===== Text provided

BACHELOR OF Engineering (BEng)

ENG 210-Engineering Mathematics I

This course broadens the ability of students in solving engineering equations and design related problems through the application of mathematical equations such as: integration, complex number, differentiation etc.

ENG 220 Engineering Probability & Statistics

This course covers the role of statistics in engineering, probability, discrete random variables and probability distributions, continuous random variables and probability distributions, joint probability distributions, random sampling and data description, point estimation of parameters, statistical intervals for a single sample, and tests of hypotheses for a single sample.
Prerequisite: ENG 210

ENG 315: Thermodynamics

The course deals with properties of a simple pure compressible substance, equations of state, the first law of thermodynamics, internal energy, specific heats, enthalpy and the application of the first law to a system or a control volume. The study of the second law of thermodynamics is also discussed leading to the discovery of entropy as a property and its ramifications. Finally, thermodynamic cycles are discussed.

==========
===== Dataset

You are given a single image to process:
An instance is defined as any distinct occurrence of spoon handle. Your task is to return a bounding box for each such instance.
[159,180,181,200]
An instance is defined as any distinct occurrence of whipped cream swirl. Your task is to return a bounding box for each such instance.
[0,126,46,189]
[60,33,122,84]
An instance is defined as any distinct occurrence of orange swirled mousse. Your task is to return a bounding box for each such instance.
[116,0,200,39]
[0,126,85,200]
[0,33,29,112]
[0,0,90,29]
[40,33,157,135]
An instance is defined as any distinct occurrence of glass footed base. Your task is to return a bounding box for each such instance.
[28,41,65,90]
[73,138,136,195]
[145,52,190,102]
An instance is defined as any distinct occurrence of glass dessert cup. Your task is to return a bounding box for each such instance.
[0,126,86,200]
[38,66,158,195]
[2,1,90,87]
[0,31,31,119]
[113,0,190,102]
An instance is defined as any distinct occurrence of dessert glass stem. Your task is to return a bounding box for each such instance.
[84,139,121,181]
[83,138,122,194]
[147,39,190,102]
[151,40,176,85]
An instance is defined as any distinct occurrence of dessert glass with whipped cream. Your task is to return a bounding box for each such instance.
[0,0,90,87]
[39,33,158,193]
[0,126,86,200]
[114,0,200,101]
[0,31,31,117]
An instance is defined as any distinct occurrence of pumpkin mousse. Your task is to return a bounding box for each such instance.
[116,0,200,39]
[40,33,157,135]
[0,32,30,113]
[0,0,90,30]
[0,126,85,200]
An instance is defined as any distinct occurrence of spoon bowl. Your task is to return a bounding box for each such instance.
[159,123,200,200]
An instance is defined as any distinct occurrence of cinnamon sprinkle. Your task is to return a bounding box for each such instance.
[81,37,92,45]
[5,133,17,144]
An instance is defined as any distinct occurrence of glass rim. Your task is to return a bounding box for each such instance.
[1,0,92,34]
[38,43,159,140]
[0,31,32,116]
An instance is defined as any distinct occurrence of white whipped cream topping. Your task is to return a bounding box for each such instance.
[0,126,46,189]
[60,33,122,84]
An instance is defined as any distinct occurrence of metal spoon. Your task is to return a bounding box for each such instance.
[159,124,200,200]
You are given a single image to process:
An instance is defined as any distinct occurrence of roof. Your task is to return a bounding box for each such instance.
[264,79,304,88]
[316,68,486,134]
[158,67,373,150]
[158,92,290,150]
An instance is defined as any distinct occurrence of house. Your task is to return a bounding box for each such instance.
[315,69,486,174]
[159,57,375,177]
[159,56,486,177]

==========

--- Work instructions ---
1. Please retype the engineering course descriptions, beginning at the words "ENG 210-Engineering Mathematics" and stopping after "a single sample.".
2. Extend the engineering course descriptions from the point where they stop.
The items have no connection to the engineering course descriptions.

--- Answers in order ---
1.
ENG 210-Engineering Mathematics I

This course broadens the ability of students in solving engineering equations and design related problems through the application of mathematical equations such as: integration, complex number, differentiation etc.

ENG 220 Engineering Probability & Statistics

This course covers the role of statistics in engineering, probability, discrete random variables and probability distributions, continuous random variables and probability distributions, joint probability distributions, random sampling and data description, point estimation of parameters, statistical intervals for a single sample, and tests of hypotheses for a single sample.

2.
ENG 310: Engineering Mathematics II

Introduction to a broad spectrum of numerical methods for the analysis of typical mathematics, physics, or engineering problems. Topics covered include: error analysis, interpolation and polynomial approximation, numerical differentiation and integration, ordinary differential equations, and partial differential equations.

ENG 325: Strength of Material

A good knowledge of engineering materials i.e. Their resistance, states are examined in this course. The ability of a material to resist bending and share under load, it ductility. This helps students to decide which type of material to be used, with respect to it resistance. This course examines the material properties of materials used in engineering. It enables students to decide the type of material to be used with respect to their property. It also gives a good knowledge on the improvement of material properties through the use of Oxidation reaction, electroplating etc.

ENG 320: Programming (C and C++)

This course focuses on improving the creativity of students in designing and writing of programs through the use of computer software’s that can be used in improving engineering applications. The programs include C++ and C.

ENG 330: Engineering Mechanics (Statics)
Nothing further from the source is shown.